What is being asked –
Copy out word for word the lines of the data below, starting with the line containing "find wooden house" and continuing up to and including the last line of the data.

Data on object locations –
○ ○ ○

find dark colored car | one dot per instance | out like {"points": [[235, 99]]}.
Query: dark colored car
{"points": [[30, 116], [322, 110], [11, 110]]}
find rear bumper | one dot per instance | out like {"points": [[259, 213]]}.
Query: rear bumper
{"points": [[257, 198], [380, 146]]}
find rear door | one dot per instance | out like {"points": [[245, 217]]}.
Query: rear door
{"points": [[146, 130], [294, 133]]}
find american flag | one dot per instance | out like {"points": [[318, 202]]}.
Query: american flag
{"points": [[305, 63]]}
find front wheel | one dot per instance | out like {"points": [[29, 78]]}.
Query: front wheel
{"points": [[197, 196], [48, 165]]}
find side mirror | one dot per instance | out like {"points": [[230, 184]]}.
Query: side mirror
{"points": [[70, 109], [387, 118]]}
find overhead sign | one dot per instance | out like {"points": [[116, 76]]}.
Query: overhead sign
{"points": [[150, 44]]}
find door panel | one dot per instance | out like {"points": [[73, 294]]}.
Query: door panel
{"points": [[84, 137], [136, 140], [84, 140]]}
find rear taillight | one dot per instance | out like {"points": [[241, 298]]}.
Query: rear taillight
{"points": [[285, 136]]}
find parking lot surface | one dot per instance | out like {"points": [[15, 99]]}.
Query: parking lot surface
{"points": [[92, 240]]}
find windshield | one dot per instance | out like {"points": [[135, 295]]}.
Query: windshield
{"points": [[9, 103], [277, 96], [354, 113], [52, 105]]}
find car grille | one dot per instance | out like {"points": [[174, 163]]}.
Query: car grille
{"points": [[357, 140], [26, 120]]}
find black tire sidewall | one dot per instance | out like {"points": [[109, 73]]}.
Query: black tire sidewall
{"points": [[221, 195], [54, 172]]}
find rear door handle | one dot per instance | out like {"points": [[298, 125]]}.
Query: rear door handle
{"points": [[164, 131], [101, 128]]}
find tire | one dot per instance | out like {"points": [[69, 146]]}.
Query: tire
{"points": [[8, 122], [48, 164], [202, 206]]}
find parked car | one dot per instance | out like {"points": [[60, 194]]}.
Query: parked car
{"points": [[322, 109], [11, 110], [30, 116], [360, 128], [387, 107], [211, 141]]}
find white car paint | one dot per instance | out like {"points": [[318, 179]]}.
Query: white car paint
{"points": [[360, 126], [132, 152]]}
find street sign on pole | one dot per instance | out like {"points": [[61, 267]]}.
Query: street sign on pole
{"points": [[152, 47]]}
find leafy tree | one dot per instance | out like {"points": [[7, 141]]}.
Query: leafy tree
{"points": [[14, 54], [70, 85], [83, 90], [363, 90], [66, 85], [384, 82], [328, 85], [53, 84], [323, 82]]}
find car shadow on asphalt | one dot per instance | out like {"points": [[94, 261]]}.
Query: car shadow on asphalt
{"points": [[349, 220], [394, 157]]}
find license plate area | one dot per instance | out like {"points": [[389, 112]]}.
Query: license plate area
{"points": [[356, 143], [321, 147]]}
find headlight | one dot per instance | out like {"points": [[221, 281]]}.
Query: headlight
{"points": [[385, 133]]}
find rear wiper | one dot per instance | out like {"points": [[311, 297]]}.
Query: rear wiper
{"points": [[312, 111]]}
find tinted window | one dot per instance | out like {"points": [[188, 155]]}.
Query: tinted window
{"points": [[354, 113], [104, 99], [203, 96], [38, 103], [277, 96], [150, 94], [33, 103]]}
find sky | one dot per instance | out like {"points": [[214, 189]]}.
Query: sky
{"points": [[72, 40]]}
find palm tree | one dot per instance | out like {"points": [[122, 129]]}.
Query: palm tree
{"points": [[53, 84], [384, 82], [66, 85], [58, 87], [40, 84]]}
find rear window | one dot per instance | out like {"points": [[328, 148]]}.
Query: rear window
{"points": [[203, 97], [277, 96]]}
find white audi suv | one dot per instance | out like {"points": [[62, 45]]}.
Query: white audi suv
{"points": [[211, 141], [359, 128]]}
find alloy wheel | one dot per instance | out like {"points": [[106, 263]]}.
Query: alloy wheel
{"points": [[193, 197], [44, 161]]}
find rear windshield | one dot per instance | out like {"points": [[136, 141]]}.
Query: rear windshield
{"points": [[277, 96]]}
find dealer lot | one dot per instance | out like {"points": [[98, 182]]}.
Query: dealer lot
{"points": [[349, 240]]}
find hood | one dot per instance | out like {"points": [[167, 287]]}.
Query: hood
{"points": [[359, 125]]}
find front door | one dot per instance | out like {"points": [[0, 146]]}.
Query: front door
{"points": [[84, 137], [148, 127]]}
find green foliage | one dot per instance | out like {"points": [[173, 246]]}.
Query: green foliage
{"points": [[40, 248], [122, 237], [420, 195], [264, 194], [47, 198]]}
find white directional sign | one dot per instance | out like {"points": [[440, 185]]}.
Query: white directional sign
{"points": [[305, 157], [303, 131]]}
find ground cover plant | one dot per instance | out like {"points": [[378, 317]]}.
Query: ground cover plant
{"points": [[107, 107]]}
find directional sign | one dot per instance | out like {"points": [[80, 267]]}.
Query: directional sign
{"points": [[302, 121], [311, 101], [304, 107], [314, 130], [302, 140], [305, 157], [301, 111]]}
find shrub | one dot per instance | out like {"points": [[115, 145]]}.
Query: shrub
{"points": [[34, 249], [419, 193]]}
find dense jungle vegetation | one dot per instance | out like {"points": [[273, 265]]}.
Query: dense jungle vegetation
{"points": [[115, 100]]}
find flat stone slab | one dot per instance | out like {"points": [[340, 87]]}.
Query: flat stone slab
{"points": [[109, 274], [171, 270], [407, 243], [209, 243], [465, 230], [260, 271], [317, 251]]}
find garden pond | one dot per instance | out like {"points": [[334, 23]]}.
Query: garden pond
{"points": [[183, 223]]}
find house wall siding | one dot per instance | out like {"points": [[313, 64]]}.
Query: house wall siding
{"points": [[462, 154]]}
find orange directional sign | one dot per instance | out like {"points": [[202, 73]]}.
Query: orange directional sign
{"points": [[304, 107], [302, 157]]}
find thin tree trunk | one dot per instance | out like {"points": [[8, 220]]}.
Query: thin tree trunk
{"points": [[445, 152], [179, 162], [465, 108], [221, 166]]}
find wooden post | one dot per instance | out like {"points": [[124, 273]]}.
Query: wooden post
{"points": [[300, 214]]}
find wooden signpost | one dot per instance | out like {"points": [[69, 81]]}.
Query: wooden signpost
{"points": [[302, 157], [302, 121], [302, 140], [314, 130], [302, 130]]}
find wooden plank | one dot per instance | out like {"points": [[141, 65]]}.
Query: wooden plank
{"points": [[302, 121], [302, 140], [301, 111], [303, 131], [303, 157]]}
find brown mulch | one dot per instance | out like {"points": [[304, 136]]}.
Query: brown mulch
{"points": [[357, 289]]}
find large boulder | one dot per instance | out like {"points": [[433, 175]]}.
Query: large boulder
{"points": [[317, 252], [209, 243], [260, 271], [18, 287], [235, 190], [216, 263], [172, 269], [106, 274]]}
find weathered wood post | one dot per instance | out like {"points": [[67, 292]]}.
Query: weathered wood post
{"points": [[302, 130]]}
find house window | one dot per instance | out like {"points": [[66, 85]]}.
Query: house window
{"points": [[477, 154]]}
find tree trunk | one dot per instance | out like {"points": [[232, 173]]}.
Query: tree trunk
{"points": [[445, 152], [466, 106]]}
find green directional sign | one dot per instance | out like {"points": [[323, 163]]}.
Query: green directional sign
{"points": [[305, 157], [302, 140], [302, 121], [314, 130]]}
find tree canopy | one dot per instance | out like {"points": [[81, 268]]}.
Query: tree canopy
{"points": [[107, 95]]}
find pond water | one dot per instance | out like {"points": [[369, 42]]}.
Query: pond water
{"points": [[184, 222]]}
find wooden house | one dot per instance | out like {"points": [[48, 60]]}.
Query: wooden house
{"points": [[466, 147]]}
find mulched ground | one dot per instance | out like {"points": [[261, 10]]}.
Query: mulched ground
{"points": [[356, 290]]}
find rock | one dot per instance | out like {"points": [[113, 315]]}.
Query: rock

○ ○ ○

Result below –
find wooden house | one dot per instance | out like {"points": [[48, 60]]}.
Query: wooden house
{"points": [[466, 147]]}
find mulched ground | one dot per instance | out like {"points": [[261, 10]]}.
Query: mulched ground
{"points": [[356, 290]]}
find rock | one dot per instance | out like {"points": [[113, 315]]}.
Query: rock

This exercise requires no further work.